— Start of Listed entries —

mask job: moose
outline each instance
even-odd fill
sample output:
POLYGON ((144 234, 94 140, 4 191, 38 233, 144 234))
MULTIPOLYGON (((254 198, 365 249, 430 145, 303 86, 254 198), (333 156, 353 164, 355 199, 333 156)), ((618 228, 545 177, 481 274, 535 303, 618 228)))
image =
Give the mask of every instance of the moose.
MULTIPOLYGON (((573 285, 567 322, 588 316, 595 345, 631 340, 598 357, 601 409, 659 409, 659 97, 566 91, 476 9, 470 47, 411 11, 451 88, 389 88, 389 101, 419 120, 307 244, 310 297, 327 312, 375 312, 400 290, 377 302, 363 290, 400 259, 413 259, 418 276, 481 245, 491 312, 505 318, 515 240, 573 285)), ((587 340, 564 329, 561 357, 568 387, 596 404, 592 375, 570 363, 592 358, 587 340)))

— End of Listed entries —

▶ _Aim_
Can you lay out every line of the items above as a JSON list of strings, with one string per line and blank lines omitted?

▶ _The reply_
[
  "mask job: moose",
  "outline each instance",
  "even-odd fill",
  "sample output:",
  "POLYGON ((144 234, 94 140, 4 191, 38 233, 144 234))",
  "MULTIPOLYGON (((254 198, 365 249, 430 145, 303 86, 254 198), (333 156, 353 164, 355 199, 333 156)), ((618 228, 545 177, 481 274, 535 303, 618 228)))",
  "image =",
  "Give the mask of every instance of the moose.",
  "MULTIPOLYGON (((573 285, 567 322, 588 316, 595 345, 631 340, 598 357, 601 409, 659 409, 659 97, 566 91, 476 9, 470 47, 411 11, 451 88, 389 88, 389 101, 419 120, 307 244, 310 297, 327 312, 375 312, 400 290, 377 302, 363 290, 400 259, 413 259, 418 276, 481 245, 491 312, 505 318, 515 240, 573 285)), ((587 340, 564 329, 561 357, 568 387, 596 404, 592 375, 570 363, 592 358, 587 340)))"
]